**PROBLEM STATEMENT**
In the excerpt on metric learning and distribution matching, what does it say recent research uses MMD to do?

3.2.1 Metric learning

In this section, we deal with learning a Mahalanobis distance metric for target domain, which is defined as follows:

$$ dist_{ij}=\sqrt{(\boldsymbol{{x}}_{i}-\boldsymbol{{x}}_{j})\boldsymbol{{M}} (\boldsymbol{{x}}_{i}-\boldsymbol{{x}}_{j})^{T}} $$

where x_i and x_j are the sample pairs, $\textit {\textbf {M}}\in \mathbb {R}^{d \times d}$ is a positive semi-definite matrix with d dimension, where it can be decomposed as M = A^TA in which $\textit {\textbf {A}}\in \mathbb {R}^{d \times d}$. Therefore, learning a Mahalanobis matrix M can be substituted by learning the matrix A. The aim of the first term of objective function is to minimize the propagation error of the learned metric specified as A, which is defined as follows:

$$ \mathnormal{r}(\boldsymbol{A})=\textit{tr}(\boldsymbol{A}^{T}\boldsymbol{A}) $$

(2)

where tr(.) denotes the trace of matrix.

3.2.2 Feature and distribution matching

The aim of domain adaptation methods is to reduce the distribution gap across domains. For this purpose, we need a data transition to latent space as well as transferring some intrinsic and geometric structure of samples and selecting some latent features that are useful for classification. In this way, we define φ(P_s,P_t) as follows:

$$ \mathnormal{\varphi}(\boldsymbol{P}_{s}, \boldsymbol{P}_{t})= (\boldsymbol{X}_{s}\boldsymbol{P}_{s}, \boldsymbol{X}_{t}\boldsymbol{P}_{t})_{\mathcal{H}}+(\boldsymbol{P}_{s}^{T}\boldsymbol{K}_{s}, \boldsymbol{P}_{t}^{T}\boldsymbol{K}_{t}) $$

(3)

where the first part mitigates the domain shift problem in which P_s and P_t are projection matrices and the subscript ${\mathscr{H}}$ shows the distribution matching that is performed in Hilbert space. Moreover, the second part shares some latent factors between domains, i.e., structure consistency and feature selection in which K_s and K_t are new well aligned representations for source and target domains, respectively. In the rest, we specify the details of each part.

A.
Distribution matching In domain adaptation methods, we generally encounter with different distributed source and target samples. In this section, we attempt to find a shared subspace for both X_s and X_t with no distribution difference, any more. Recent researches utilize MMD to match two distributions based on the empirical means of domains in a reproducing kernel Hilbert space as follows:

$$ \begin{array}{@{}rcl@{}} \textit{D}_{\textit{MMD}}(\boldsymbol{X}_{s},\boldsymbol{X}_{t})=\|\frac{1}{n_{s}}\sum\limits_{i=1}^{n_{s}}\boldsymbol{Z}_{s}^{T}\boldsymbol{X}_{s,i}- \frac{1}{n_{t}}\sum\limits_{j=1}^{n_{t}}\boldsymbol{Z}_{t}^{T}\boldsymbol{X}_{t,j}\|_{\mathcal{H}}^{2} \end{array} $$
(4)

Dataset items:
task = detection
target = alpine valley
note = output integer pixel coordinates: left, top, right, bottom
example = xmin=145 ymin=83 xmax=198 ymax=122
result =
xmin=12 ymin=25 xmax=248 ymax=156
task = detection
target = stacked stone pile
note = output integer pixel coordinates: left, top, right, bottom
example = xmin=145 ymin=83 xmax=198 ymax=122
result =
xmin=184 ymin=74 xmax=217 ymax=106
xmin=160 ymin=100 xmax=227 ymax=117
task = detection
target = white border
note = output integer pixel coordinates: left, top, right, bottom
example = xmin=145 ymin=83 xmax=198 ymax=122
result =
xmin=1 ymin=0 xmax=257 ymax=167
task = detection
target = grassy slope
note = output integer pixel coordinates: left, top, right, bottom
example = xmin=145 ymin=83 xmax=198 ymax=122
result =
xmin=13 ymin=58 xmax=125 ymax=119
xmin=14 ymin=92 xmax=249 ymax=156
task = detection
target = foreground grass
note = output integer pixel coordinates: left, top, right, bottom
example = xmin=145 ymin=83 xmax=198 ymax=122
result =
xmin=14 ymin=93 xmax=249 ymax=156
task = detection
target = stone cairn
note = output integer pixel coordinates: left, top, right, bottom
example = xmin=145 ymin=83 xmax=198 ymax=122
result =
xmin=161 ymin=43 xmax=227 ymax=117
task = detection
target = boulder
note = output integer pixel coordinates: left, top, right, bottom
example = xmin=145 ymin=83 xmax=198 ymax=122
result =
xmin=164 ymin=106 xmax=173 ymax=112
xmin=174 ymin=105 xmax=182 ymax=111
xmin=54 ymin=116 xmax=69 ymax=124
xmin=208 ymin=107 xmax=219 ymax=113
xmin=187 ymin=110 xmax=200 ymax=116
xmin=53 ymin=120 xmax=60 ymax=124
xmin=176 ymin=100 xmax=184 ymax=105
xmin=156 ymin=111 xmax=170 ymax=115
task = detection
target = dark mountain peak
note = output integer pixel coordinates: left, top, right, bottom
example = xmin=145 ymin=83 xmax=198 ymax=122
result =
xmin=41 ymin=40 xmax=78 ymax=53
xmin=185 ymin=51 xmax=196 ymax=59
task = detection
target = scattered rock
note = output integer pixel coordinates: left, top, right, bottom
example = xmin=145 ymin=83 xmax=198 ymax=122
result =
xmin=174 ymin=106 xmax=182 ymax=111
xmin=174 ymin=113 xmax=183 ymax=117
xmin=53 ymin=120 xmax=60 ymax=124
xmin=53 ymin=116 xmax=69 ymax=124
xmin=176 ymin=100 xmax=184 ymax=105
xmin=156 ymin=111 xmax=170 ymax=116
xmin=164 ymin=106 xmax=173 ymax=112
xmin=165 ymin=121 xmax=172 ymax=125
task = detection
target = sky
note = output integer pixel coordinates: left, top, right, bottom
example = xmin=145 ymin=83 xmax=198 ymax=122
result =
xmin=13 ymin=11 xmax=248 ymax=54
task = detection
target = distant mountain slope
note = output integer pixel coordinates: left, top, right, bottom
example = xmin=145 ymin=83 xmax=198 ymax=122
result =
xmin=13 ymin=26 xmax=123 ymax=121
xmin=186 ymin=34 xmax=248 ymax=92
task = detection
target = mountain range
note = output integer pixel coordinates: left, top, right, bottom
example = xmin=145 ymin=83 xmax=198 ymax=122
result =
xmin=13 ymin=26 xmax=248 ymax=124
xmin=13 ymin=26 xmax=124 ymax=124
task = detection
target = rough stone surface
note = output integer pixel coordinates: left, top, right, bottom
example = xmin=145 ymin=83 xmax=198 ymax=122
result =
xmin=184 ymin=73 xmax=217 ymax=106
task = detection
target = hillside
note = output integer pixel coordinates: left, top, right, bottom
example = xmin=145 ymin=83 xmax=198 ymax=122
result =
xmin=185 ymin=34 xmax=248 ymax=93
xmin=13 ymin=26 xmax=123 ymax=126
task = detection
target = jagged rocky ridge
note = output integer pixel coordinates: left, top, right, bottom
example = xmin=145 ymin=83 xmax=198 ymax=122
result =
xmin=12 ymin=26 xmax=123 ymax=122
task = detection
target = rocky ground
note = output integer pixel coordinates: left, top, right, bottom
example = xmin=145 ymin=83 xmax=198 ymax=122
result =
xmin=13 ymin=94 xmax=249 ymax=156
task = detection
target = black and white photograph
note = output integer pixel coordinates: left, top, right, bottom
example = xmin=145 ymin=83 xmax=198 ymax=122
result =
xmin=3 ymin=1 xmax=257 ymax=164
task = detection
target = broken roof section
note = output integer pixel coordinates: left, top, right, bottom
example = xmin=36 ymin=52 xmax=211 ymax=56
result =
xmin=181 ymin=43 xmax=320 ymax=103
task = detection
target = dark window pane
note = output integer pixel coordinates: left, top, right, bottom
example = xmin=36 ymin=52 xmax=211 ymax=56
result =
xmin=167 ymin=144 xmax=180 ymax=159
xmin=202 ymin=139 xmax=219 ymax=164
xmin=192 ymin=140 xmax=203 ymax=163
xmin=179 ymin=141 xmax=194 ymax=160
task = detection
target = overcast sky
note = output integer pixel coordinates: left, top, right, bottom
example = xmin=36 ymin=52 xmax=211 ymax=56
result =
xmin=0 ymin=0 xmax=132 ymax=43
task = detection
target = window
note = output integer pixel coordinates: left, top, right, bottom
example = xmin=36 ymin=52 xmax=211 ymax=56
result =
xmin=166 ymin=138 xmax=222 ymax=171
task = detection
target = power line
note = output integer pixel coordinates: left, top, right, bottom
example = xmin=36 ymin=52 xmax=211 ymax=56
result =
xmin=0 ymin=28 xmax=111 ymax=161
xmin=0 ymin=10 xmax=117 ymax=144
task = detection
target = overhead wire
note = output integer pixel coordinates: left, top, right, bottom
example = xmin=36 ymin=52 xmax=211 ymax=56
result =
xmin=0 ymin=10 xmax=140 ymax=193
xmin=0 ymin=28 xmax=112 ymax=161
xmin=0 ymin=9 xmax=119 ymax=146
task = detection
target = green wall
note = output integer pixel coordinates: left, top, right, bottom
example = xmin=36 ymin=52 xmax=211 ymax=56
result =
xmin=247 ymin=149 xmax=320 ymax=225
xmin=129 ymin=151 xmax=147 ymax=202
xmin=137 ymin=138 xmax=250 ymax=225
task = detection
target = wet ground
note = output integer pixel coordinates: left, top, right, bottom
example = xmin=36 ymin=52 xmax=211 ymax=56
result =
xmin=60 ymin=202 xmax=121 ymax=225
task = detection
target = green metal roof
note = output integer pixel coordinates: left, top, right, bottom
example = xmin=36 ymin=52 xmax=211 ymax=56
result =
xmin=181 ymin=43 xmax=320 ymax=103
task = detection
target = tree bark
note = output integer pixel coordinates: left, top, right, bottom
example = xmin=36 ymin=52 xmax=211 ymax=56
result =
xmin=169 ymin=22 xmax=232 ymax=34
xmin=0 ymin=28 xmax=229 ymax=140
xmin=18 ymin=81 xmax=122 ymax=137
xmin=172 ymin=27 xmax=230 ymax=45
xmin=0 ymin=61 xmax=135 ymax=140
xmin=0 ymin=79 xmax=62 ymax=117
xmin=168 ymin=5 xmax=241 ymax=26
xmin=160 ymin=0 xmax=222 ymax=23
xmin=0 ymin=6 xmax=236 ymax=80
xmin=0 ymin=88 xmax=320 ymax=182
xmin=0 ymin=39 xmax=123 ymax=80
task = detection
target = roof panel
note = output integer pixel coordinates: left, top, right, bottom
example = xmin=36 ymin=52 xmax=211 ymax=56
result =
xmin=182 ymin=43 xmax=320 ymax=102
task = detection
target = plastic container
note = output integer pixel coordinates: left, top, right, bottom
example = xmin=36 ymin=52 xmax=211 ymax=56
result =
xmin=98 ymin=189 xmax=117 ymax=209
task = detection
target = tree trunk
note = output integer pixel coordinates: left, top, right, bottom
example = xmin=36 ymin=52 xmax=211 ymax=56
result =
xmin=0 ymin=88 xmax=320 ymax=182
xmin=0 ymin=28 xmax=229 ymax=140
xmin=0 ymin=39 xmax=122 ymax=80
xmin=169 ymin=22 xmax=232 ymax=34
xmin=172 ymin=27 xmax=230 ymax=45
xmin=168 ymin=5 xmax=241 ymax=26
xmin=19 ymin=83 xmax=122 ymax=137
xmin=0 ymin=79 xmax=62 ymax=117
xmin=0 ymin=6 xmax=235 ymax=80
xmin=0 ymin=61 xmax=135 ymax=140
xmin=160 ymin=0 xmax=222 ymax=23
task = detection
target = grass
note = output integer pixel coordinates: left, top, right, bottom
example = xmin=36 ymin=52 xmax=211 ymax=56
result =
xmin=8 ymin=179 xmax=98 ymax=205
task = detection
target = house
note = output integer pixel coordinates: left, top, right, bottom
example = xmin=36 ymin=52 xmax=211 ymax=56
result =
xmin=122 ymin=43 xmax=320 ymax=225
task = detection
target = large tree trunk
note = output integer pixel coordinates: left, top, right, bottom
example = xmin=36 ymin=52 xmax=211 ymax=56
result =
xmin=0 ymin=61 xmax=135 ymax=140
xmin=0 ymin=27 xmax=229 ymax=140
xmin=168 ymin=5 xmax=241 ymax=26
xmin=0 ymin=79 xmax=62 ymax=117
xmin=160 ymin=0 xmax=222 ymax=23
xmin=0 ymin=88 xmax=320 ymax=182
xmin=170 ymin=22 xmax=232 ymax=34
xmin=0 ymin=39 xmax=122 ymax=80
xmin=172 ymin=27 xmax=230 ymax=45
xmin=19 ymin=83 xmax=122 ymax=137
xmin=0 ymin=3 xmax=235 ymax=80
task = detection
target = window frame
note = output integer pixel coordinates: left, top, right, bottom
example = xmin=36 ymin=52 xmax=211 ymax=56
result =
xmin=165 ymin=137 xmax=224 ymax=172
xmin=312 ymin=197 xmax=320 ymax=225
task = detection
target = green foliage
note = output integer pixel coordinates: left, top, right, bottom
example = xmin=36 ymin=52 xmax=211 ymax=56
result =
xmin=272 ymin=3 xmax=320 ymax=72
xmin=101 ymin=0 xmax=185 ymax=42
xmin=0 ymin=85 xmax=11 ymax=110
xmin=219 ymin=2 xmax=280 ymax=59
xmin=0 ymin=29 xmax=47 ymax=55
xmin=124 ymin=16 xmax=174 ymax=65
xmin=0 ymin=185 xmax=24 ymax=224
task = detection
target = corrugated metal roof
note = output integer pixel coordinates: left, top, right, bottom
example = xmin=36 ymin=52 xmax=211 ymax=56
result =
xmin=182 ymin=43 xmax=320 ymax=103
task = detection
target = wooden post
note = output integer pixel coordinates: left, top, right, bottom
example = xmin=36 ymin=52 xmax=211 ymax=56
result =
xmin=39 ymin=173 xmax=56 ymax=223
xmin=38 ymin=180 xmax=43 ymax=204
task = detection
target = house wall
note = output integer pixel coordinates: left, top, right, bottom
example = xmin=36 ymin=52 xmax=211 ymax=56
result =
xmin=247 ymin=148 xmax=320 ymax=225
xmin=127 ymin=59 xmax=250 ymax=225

**ANSWER IN FULL**
Recent research uses MMD to match two distributions based on the empirical means of the domains in a reproducing kernel Hilbert space.